Pull out every line in the items below that contains the string "polo". Copy each line unchanged.

══ SUPPLIED RECORDS ══

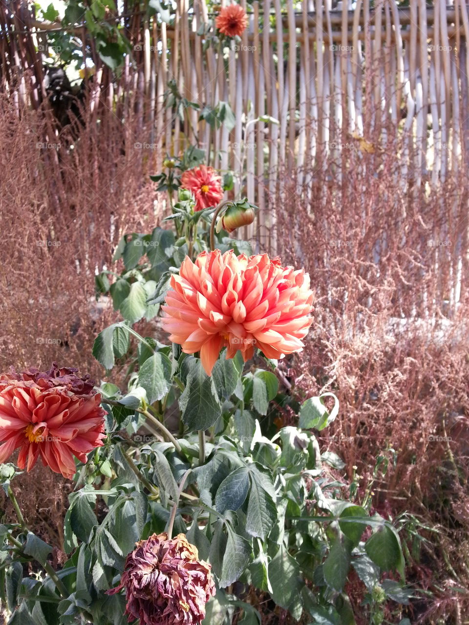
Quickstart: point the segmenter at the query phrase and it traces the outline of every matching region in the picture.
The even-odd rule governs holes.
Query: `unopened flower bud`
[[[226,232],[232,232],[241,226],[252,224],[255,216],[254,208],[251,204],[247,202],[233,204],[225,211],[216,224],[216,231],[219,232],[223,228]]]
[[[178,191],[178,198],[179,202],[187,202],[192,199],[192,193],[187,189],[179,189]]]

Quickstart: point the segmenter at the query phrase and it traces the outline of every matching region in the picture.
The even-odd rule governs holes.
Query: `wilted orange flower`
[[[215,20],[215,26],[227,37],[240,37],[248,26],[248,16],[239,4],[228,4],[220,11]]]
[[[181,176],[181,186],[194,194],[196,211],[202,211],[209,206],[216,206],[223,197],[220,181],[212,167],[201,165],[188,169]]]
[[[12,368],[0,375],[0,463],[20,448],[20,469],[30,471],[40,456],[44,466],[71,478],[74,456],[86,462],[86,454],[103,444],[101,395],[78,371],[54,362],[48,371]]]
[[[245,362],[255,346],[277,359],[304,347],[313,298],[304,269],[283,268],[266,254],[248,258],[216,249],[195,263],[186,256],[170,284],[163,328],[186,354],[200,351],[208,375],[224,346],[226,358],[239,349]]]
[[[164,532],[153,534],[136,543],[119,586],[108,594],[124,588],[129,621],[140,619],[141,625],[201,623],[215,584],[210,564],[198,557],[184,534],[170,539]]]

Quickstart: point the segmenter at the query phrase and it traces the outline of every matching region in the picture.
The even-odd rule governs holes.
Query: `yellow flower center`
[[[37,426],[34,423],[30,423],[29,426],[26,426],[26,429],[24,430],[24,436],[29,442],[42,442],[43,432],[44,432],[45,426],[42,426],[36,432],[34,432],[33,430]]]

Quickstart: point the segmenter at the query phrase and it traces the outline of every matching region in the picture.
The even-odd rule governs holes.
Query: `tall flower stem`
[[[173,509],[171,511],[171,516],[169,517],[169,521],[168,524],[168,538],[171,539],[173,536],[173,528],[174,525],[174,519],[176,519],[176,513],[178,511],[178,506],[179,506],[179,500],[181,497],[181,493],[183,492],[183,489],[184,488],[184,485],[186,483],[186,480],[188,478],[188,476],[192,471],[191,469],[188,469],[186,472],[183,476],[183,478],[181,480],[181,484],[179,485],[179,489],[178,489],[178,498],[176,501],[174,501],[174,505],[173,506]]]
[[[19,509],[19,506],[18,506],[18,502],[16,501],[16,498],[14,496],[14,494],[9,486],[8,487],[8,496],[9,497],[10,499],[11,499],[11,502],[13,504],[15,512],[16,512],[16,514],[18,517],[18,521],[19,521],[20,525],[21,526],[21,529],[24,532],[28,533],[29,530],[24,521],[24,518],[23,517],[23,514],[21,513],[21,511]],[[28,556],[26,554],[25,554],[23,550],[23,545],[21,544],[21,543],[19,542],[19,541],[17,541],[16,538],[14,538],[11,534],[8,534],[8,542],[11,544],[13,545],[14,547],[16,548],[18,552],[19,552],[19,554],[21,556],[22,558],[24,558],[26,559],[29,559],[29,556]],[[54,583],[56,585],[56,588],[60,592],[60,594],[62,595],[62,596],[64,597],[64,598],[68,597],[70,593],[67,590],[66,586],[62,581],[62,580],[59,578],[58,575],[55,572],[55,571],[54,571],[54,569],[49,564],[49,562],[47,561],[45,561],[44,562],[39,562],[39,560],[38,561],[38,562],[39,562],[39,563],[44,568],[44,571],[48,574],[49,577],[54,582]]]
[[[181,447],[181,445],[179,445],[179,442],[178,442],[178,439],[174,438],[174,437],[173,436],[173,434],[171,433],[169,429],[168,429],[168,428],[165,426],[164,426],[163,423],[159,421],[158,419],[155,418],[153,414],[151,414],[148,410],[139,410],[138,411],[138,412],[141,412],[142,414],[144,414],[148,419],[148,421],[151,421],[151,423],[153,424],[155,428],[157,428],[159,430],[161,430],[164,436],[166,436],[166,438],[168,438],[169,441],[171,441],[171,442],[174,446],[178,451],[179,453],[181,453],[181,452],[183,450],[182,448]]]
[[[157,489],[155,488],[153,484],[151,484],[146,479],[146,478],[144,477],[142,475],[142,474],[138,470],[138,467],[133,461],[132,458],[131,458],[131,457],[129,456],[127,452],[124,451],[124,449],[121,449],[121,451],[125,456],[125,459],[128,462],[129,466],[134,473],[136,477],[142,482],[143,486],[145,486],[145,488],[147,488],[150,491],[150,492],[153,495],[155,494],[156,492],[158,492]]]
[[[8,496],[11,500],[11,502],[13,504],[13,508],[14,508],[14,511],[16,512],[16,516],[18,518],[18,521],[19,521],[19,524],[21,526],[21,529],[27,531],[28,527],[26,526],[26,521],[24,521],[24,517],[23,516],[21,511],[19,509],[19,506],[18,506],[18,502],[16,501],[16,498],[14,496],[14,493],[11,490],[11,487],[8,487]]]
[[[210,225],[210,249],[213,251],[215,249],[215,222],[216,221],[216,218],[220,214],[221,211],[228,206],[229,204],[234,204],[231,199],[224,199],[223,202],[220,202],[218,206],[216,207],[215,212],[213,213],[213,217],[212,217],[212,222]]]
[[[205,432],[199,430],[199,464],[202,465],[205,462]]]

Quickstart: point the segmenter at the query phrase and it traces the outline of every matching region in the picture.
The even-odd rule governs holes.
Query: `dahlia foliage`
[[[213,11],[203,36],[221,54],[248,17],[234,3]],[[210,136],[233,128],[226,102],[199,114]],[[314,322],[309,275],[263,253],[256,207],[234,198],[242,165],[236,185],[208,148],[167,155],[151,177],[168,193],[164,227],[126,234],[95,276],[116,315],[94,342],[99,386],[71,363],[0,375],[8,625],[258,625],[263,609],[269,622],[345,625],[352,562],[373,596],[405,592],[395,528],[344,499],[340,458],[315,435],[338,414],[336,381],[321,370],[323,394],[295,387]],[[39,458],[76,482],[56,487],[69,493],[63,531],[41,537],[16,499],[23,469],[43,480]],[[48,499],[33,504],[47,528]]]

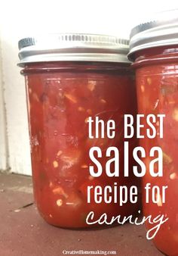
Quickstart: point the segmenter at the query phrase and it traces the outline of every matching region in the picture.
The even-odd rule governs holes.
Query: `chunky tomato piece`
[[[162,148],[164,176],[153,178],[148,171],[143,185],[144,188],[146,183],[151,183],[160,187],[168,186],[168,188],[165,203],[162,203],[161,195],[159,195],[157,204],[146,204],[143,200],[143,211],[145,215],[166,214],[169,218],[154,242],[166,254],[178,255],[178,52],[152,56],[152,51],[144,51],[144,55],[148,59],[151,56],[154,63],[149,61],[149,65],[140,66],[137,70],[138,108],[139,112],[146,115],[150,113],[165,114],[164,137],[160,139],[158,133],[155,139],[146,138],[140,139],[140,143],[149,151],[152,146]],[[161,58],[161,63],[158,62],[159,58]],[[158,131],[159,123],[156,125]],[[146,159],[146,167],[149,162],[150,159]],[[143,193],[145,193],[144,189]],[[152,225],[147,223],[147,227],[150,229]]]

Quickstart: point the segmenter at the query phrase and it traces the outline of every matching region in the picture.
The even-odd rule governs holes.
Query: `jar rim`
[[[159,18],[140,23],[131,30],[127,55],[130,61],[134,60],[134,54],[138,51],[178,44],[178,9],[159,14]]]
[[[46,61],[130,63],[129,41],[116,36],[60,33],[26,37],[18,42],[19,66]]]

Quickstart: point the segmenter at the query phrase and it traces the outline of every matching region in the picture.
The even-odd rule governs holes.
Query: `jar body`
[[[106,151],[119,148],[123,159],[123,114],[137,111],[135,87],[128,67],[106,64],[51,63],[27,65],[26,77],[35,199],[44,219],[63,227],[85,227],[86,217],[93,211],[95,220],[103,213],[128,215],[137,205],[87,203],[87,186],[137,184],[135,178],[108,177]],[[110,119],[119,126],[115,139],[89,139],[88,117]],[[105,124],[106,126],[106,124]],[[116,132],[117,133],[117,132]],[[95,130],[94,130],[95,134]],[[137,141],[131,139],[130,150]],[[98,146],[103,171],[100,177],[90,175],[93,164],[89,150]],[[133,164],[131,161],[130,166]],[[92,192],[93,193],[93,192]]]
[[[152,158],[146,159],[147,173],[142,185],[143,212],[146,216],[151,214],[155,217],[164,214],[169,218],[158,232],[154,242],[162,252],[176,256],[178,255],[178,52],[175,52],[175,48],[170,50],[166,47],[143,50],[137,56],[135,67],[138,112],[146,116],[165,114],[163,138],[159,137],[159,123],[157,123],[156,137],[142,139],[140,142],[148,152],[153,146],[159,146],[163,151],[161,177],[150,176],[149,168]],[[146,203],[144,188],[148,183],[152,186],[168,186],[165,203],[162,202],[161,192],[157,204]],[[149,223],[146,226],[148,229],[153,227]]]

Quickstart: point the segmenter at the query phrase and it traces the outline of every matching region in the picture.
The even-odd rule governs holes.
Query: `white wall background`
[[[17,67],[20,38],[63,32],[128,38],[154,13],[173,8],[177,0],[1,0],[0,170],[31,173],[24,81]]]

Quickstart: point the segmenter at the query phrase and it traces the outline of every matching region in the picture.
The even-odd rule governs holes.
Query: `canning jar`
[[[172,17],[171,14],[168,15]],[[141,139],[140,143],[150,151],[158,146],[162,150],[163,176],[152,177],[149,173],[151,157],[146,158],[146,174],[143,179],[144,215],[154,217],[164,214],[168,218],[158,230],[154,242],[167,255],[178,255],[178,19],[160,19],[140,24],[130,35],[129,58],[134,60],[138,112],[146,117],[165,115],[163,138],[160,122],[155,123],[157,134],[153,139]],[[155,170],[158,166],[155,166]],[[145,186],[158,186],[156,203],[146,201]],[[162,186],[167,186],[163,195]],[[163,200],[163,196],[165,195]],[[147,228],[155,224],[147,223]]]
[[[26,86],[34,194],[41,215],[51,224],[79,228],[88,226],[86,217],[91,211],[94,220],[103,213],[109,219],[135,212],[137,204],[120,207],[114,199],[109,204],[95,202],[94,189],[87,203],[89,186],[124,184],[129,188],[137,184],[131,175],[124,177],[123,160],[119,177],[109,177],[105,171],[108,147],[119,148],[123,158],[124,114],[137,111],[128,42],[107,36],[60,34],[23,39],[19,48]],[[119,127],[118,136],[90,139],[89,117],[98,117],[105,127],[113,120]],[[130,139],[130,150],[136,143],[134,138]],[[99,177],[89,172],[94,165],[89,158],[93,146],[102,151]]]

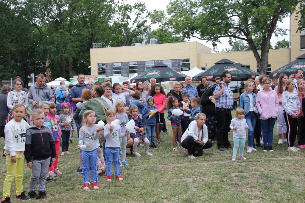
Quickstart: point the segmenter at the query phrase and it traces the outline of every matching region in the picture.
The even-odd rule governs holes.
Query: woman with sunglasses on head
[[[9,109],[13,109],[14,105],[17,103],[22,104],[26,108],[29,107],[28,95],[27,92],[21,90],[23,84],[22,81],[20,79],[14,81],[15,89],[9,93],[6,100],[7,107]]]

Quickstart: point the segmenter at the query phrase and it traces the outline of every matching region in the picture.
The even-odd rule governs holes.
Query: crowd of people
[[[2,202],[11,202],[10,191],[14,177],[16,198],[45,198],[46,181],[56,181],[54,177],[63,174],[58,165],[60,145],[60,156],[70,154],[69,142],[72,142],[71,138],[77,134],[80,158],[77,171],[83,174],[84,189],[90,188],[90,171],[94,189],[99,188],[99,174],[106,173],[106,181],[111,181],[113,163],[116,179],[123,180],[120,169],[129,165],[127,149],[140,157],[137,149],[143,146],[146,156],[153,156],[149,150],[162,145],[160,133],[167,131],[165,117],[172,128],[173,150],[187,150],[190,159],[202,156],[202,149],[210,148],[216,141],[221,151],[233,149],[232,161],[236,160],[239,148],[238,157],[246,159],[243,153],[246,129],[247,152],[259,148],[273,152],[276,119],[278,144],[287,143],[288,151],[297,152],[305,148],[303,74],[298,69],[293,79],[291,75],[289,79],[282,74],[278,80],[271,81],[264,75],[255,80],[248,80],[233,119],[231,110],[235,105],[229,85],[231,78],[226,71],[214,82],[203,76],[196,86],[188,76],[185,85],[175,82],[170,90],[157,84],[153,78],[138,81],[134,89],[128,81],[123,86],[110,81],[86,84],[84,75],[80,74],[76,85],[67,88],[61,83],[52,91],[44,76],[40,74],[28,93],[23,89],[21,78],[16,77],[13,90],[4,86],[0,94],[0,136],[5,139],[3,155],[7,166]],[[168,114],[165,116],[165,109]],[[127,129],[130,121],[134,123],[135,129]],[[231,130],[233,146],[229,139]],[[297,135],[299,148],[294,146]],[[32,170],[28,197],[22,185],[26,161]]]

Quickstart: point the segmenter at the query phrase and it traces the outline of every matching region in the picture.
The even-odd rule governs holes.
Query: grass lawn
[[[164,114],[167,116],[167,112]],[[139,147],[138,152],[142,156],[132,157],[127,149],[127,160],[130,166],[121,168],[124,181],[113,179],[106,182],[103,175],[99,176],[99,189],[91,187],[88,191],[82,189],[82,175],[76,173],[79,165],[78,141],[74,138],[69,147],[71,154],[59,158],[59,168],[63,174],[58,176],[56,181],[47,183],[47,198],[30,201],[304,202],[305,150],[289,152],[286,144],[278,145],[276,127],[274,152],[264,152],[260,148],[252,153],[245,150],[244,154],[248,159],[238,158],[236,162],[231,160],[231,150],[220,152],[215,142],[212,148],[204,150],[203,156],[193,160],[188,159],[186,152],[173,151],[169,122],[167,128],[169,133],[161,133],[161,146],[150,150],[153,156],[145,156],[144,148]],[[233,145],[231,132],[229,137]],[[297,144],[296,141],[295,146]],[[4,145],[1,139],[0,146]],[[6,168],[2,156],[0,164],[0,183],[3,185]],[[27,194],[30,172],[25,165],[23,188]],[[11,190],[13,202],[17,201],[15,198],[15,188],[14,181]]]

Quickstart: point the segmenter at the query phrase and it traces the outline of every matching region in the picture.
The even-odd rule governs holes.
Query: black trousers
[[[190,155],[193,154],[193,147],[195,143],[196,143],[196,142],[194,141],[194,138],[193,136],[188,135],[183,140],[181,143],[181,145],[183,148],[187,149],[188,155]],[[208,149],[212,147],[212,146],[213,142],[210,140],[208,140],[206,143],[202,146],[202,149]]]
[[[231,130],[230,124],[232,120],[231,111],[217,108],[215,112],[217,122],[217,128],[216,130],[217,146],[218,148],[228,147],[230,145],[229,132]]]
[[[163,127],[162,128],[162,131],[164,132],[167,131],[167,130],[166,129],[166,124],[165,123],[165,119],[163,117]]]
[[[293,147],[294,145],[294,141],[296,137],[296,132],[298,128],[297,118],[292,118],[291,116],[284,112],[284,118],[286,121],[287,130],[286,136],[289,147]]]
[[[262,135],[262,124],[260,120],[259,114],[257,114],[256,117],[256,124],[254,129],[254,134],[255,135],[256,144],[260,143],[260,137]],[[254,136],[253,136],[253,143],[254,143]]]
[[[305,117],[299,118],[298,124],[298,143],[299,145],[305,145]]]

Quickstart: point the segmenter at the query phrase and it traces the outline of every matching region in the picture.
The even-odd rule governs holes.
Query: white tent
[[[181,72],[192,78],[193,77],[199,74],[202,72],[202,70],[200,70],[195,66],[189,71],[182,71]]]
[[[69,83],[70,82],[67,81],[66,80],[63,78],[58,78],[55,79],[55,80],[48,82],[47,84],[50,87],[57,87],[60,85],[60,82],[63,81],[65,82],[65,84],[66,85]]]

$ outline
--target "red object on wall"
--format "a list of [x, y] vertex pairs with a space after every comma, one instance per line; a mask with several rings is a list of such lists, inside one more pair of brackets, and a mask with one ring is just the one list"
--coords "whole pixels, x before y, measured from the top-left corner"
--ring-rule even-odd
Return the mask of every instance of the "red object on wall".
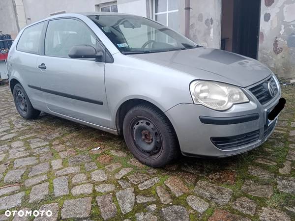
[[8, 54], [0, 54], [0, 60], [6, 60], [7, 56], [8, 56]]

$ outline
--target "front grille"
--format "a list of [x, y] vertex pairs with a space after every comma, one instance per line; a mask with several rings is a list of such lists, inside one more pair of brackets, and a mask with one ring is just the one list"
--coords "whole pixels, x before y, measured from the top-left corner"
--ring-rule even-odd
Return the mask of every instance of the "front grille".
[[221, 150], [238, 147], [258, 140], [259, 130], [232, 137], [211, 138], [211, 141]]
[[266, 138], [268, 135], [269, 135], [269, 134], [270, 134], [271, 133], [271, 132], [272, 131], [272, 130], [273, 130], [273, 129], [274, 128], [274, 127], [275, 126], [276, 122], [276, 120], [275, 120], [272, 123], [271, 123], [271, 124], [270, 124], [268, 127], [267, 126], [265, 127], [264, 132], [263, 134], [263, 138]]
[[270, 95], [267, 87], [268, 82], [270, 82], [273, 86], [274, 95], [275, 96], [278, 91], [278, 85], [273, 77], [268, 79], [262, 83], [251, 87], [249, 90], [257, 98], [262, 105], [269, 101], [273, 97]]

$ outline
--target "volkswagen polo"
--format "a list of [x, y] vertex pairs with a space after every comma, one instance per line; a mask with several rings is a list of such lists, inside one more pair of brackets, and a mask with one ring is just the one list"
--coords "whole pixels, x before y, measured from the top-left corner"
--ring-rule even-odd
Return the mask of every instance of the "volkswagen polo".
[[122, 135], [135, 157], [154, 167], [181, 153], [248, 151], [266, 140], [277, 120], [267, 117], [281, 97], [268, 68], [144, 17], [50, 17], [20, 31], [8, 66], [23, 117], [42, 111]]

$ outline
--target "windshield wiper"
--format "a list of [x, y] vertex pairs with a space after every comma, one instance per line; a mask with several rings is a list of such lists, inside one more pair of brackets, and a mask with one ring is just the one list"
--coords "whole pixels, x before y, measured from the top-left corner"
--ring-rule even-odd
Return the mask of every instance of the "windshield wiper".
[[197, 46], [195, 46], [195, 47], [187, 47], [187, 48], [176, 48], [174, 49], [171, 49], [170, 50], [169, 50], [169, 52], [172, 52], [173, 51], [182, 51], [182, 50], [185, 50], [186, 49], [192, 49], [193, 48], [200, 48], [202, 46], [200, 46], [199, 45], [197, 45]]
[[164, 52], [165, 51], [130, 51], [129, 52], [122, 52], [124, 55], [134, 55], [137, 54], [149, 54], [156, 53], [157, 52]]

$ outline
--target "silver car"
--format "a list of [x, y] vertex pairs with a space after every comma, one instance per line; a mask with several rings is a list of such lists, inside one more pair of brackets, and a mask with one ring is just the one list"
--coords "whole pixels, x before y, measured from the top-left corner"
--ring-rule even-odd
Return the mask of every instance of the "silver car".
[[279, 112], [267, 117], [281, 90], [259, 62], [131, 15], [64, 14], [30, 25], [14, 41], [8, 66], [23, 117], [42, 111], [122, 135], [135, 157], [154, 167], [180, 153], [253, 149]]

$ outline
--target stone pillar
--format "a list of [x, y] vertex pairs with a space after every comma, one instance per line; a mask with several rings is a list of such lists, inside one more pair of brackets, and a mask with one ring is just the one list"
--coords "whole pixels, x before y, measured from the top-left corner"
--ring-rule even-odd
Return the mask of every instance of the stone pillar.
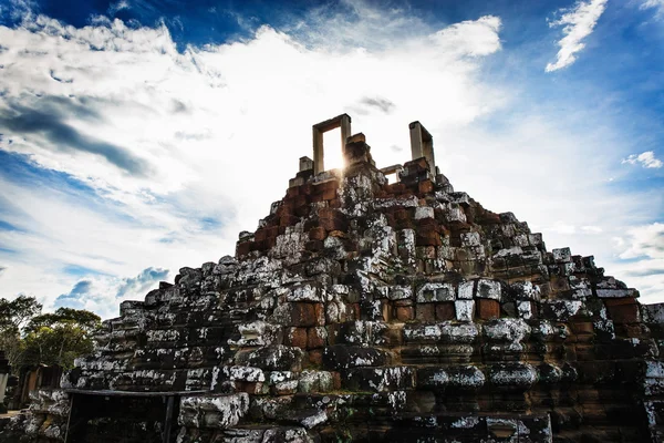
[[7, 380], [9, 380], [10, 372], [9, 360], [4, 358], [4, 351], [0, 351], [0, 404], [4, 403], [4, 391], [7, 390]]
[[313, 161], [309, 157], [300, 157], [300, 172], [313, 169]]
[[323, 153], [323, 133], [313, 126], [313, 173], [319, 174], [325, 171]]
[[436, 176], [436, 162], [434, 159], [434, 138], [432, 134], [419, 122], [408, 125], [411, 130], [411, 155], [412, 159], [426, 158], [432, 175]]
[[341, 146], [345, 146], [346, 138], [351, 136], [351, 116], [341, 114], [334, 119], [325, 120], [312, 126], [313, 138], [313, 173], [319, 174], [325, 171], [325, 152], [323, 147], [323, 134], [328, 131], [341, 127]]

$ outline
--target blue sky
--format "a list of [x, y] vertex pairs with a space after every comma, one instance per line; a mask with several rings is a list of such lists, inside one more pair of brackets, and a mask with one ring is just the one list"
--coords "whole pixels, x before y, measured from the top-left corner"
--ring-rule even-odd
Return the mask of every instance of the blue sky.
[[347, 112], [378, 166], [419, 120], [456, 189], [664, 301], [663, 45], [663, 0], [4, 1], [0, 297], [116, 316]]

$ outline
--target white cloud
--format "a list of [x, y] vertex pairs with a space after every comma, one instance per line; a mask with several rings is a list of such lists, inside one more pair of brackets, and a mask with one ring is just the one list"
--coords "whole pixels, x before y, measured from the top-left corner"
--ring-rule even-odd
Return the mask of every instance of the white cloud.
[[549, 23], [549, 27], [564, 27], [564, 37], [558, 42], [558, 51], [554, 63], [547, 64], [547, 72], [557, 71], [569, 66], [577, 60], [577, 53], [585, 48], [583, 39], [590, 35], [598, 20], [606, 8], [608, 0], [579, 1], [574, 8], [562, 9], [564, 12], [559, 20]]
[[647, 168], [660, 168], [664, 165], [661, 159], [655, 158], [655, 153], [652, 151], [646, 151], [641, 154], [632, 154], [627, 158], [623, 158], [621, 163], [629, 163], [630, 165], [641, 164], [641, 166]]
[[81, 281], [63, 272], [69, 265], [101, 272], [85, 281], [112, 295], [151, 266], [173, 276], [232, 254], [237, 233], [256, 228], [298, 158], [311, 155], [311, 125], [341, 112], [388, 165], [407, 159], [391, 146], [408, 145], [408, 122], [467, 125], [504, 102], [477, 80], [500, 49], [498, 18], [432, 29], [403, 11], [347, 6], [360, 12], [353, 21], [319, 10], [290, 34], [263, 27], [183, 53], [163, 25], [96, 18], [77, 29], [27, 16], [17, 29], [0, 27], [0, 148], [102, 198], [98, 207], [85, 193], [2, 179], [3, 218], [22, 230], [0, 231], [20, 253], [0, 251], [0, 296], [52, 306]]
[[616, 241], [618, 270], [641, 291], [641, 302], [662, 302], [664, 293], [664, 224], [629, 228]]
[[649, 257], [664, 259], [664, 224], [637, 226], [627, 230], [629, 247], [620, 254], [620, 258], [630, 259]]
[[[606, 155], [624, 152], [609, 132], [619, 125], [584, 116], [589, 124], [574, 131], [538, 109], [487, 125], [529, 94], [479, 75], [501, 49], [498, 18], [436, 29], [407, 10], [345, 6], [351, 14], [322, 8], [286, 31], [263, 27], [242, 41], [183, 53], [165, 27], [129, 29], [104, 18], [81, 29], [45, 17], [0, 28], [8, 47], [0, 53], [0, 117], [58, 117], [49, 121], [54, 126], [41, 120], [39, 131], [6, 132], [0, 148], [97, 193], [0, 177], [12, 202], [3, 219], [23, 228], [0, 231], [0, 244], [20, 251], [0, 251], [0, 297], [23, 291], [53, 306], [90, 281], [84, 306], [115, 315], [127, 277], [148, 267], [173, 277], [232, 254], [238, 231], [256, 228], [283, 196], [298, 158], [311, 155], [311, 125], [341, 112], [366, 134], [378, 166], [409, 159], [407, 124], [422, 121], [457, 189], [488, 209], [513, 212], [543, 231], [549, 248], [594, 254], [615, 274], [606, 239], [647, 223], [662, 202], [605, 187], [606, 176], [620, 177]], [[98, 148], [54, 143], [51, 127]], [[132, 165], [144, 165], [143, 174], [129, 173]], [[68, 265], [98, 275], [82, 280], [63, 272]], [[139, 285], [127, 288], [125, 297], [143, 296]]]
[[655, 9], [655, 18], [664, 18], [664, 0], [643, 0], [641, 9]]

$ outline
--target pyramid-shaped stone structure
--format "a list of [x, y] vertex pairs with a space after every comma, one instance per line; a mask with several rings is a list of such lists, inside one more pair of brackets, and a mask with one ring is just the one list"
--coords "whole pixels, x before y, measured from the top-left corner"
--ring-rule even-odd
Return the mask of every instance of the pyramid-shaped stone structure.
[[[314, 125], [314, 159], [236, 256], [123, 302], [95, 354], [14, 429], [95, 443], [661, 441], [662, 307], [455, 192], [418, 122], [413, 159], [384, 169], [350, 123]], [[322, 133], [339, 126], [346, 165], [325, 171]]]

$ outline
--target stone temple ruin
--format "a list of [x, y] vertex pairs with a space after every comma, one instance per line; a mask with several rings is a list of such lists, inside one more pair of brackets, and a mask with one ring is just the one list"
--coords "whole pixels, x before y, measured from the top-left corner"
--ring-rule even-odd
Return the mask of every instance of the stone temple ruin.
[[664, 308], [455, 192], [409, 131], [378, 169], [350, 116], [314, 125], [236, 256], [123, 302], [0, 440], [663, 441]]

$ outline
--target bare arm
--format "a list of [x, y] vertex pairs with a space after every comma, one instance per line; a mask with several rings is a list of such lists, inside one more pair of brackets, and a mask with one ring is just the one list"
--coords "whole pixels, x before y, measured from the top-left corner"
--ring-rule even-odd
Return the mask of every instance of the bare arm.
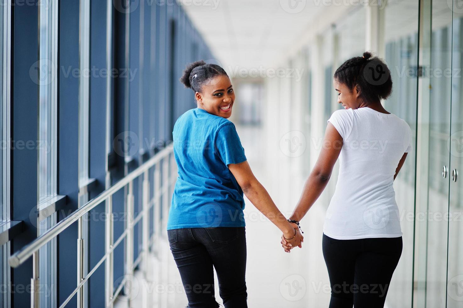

═══

WRITTEN SOLUTION:
--target "volkswagen polo"
Return the mask of every instance of the "volkswagen polo".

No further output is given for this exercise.